● **Action item**
Your output is the line containing "Would you mind annotating the plant" plus all lines after it to the end of the records, reproduced exactly, with nothing else.

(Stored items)

----------

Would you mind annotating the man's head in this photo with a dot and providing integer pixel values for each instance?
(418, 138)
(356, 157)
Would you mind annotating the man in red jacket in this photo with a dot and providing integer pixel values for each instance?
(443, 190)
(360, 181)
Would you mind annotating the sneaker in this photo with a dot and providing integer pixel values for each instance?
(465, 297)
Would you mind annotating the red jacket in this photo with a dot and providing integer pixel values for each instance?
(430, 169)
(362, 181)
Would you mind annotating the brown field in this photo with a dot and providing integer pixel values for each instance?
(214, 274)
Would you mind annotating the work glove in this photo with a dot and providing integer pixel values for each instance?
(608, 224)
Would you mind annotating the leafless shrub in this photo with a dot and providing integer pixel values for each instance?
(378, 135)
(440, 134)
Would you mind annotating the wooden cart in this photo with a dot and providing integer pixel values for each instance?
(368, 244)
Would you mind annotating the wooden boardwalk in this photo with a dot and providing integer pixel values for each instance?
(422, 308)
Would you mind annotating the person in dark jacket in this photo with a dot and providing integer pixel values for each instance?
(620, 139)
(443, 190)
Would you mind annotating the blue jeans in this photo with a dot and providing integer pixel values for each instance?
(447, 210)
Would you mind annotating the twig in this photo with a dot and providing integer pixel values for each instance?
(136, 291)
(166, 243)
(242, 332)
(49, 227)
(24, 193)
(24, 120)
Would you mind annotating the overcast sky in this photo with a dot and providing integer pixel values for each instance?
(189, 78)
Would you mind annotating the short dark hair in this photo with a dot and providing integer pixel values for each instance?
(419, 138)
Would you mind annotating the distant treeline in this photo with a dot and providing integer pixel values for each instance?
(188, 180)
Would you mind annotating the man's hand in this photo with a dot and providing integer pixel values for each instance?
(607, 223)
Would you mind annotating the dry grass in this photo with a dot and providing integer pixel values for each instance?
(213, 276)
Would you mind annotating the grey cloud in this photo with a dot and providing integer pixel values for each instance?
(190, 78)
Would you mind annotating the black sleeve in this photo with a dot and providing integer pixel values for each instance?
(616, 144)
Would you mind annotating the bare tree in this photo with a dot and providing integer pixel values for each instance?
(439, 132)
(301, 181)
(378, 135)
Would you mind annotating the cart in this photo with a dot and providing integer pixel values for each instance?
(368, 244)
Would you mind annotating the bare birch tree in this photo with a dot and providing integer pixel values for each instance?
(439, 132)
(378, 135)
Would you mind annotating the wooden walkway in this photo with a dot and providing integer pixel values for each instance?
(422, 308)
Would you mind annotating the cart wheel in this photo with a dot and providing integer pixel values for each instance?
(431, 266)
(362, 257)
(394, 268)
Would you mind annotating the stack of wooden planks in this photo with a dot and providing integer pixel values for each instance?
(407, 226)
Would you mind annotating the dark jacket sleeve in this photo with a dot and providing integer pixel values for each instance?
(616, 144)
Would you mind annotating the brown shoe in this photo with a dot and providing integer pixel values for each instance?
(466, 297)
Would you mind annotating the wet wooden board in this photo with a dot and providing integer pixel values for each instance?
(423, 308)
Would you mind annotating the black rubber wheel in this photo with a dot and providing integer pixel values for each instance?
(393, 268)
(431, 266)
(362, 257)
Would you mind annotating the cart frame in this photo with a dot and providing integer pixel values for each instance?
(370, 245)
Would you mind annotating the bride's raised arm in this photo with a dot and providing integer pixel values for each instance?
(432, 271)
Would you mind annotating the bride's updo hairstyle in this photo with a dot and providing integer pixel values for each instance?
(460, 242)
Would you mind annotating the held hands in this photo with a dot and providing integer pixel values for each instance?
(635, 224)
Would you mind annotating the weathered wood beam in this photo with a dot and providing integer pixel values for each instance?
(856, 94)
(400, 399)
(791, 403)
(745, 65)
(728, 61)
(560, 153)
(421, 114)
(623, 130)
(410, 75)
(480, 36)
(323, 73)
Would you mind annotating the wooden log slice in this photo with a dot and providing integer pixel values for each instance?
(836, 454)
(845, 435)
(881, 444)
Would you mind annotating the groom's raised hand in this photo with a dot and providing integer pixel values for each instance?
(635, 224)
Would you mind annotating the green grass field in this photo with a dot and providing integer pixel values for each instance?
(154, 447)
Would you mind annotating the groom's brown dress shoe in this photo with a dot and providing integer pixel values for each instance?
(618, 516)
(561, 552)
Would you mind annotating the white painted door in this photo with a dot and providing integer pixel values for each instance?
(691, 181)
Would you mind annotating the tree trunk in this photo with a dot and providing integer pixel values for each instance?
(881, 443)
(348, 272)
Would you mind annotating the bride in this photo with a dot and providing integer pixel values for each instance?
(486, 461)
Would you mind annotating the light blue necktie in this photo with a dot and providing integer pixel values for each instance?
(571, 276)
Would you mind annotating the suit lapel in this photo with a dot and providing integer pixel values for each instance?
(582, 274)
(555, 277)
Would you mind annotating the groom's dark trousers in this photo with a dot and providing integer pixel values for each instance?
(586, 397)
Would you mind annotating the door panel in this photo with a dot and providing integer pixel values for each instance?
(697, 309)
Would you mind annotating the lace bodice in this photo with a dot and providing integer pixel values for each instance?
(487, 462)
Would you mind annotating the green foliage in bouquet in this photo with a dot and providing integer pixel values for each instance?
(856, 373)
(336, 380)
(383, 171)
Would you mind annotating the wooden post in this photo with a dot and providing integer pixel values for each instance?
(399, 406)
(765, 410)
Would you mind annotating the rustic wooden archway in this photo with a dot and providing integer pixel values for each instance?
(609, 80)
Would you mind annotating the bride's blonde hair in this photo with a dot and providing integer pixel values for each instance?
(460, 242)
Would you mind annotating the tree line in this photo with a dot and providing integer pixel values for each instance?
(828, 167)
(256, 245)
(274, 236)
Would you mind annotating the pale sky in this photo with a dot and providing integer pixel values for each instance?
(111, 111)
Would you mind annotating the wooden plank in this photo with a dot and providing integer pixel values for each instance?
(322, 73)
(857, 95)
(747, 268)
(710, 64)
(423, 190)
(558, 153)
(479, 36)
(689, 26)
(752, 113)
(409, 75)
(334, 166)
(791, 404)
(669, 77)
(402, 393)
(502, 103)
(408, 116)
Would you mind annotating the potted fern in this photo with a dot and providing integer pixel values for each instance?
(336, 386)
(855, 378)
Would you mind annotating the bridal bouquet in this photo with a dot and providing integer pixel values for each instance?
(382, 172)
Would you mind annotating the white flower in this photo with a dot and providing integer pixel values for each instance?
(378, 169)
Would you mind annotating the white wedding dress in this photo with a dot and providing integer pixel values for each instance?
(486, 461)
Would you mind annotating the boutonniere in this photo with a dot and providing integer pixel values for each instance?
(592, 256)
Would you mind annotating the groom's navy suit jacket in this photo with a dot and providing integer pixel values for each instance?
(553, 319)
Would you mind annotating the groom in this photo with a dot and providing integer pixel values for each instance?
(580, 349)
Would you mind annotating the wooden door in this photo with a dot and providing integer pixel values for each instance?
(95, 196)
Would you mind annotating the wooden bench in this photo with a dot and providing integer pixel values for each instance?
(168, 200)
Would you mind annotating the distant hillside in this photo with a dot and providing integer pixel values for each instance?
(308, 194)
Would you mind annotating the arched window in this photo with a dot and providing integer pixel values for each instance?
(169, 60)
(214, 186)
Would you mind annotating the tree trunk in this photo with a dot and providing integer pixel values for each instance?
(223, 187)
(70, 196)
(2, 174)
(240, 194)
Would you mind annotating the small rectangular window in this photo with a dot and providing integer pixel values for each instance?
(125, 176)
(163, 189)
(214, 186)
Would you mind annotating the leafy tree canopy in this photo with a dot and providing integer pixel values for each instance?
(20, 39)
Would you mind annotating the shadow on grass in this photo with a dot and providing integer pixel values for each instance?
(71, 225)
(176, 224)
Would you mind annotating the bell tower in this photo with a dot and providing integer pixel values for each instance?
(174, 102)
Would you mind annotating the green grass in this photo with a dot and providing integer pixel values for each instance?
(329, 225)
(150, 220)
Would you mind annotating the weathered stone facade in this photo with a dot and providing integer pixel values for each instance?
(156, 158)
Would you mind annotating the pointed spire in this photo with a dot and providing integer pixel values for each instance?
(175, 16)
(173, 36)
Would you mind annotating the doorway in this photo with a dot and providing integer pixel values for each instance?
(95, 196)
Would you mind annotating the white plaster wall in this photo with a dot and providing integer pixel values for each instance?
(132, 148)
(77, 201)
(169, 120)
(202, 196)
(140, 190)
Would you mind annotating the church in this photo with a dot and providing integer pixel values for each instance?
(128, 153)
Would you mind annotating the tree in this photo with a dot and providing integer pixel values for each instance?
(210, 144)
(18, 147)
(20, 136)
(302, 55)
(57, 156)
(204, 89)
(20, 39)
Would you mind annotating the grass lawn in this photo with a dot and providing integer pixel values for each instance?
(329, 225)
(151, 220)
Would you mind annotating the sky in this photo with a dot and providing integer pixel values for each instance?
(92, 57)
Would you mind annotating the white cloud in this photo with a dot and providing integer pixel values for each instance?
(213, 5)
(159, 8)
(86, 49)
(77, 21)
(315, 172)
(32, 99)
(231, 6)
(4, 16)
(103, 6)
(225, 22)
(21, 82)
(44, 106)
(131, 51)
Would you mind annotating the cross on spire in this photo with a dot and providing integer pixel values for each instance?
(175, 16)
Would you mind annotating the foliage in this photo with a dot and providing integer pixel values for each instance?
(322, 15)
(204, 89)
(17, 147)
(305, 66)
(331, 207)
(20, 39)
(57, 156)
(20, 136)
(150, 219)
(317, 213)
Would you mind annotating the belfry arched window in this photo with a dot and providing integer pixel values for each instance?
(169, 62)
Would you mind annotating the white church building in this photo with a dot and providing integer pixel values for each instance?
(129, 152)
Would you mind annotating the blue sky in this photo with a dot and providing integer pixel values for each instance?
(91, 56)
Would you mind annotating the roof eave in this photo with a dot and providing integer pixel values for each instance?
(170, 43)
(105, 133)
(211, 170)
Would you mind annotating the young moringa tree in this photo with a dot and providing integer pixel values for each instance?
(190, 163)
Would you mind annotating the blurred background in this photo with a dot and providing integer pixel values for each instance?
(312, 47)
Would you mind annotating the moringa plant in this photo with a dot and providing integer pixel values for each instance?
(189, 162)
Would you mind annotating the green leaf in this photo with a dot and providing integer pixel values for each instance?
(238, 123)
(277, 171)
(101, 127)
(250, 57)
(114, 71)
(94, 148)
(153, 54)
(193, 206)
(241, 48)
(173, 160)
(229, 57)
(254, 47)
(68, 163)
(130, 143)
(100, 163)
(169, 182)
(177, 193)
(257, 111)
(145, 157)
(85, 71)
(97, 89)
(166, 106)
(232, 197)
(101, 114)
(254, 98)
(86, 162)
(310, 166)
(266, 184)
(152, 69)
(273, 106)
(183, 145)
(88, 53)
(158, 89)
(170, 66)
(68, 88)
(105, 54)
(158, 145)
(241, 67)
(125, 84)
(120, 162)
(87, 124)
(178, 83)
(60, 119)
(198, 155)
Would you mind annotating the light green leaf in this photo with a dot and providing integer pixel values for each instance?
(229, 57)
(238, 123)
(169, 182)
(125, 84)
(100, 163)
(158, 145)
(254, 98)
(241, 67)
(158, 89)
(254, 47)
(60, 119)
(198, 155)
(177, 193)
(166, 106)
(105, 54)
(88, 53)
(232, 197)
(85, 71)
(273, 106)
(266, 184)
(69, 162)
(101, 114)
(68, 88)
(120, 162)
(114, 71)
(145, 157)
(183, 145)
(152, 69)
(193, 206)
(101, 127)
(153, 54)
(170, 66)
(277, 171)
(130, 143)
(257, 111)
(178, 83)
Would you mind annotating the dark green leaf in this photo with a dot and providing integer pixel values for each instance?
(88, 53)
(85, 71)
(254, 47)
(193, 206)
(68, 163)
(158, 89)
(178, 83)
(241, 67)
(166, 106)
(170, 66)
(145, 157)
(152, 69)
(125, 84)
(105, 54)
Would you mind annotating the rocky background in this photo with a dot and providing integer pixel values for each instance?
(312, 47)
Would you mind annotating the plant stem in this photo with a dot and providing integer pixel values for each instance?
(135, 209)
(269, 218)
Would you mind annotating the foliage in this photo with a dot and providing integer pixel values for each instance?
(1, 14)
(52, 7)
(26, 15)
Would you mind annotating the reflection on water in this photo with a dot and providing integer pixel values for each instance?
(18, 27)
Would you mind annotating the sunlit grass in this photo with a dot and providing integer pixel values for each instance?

----------

● **Task output**
Would you mind annotating the plant stem in this photo with a dot and providing integer pixel values for each instance?
(135, 209)
(269, 218)
Would you mind annotating the foliage in this photo with a dot and providing integer pixel values for each instance?
(1, 14)
(52, 7)
(26, 15)
Would you mind annotating the reflection on water in this photo with a dot and providing integer pixel values for each instance?
(18, 27)
Would you mind annotating the sunlit grass in this photo with a dot and providing integer pixel values for each instance?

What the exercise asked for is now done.